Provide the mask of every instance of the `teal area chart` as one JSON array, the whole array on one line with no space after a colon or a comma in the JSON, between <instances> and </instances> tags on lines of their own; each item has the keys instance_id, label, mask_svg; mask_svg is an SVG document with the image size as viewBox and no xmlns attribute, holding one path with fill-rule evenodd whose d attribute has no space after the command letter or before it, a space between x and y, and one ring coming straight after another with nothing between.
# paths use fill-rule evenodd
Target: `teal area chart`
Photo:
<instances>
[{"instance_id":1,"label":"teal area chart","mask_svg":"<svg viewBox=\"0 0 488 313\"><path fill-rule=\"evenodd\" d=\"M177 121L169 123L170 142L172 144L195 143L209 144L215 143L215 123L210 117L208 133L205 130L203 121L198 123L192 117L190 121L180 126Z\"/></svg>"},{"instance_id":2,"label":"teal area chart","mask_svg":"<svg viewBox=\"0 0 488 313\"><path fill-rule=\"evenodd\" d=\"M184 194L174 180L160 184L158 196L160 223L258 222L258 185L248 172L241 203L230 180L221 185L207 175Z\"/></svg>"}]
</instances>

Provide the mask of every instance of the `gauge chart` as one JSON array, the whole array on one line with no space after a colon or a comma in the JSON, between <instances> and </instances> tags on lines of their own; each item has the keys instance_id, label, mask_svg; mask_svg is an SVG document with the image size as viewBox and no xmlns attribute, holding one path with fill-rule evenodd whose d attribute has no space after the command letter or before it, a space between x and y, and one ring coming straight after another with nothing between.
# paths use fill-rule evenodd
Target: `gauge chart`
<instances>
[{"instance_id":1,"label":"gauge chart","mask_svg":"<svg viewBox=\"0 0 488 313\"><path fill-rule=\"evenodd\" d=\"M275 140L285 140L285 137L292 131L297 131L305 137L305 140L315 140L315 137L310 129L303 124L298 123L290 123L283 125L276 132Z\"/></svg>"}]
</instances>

### [STATED EXERCISE]
List each line of the entries above that contains the string "lines", matching case exactly.

### [EXERCISE RESULT]
Provide the mask of every instance of the `teal area chart` as one JSON array, the whole array on one line with no space after a colon or a comma in the JSON, between <instances> and </instances> tags on lines of their own; each item has the keys instance_id, label, mask_svg; mask_svg is an SVG document with the image size as viewBox and no xmlns attribute, holding one path with fill-rule evenodd whose d attribute has no space after the command letter or before it, a space between x and y, and one ring coming straight after another with nothing between.
Provide the mask of every instance of the `gauge chart` as one JSON array, the whole array on one line with no space after a colon or a comma in the JSON, between <instances> and </instances> tags on lines of their own; each item has the keys instance_id, label, mask_svg; mask_svg is an SVG document with the image size as viewBox and no xmlns attribute, holding one path with fill-rule evenodd whose d attribute has no space after the command letter or before it, a space between x and y, and one ring coming straight after another with nothing between.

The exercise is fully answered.